■ Task goal:
Copy out the lines below, replacing every "instance" with "occurrence" and keeping everything else the same. Omit the pictures from your copy.

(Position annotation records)
....

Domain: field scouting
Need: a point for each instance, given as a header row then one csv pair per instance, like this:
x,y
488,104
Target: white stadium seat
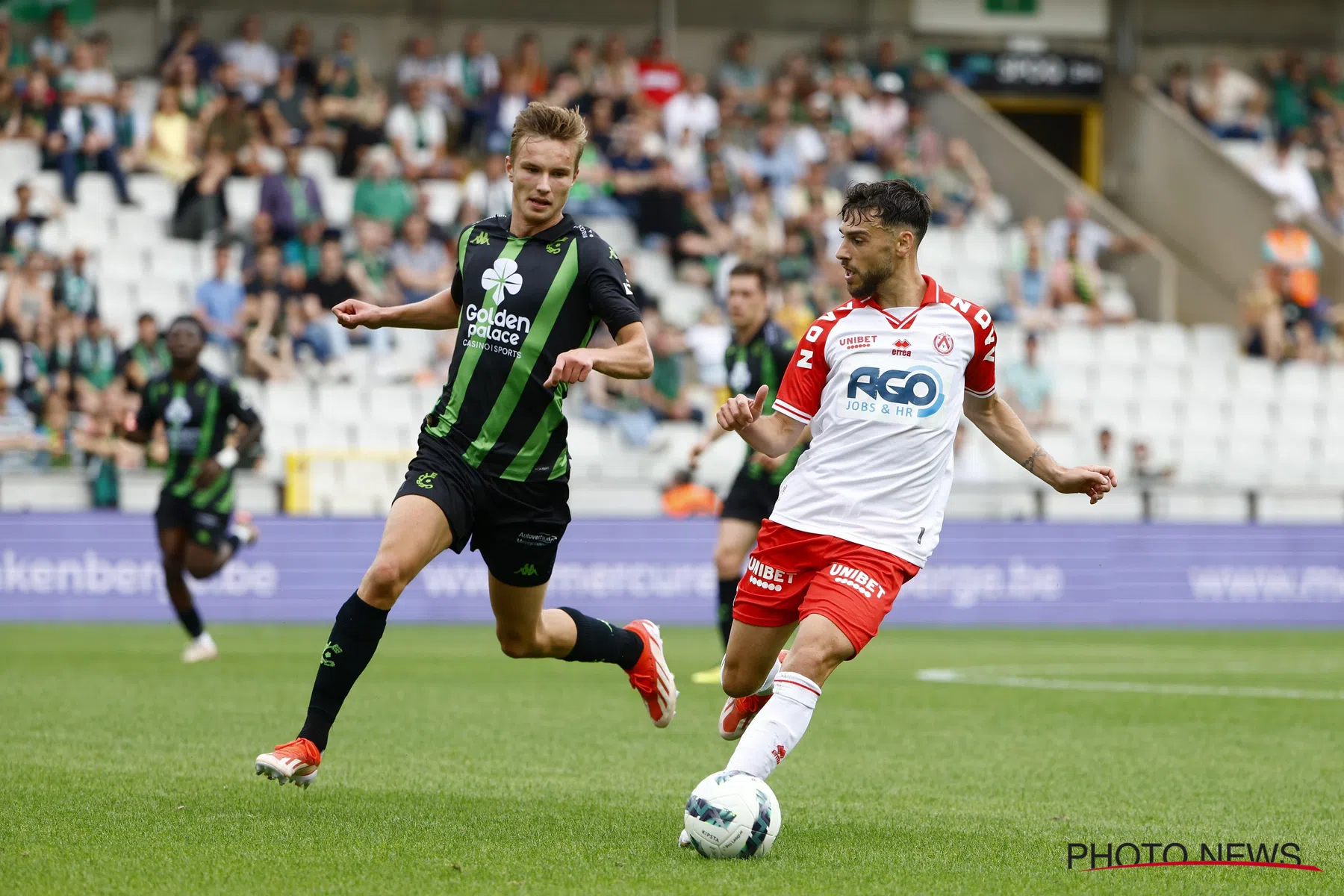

....

■ Exercise answer:
Domain: field scouting
Need: a point for each occurrence, given as a header row then one csv pair per occurrence, like this:
x,y
488,104
Target: white stadium seat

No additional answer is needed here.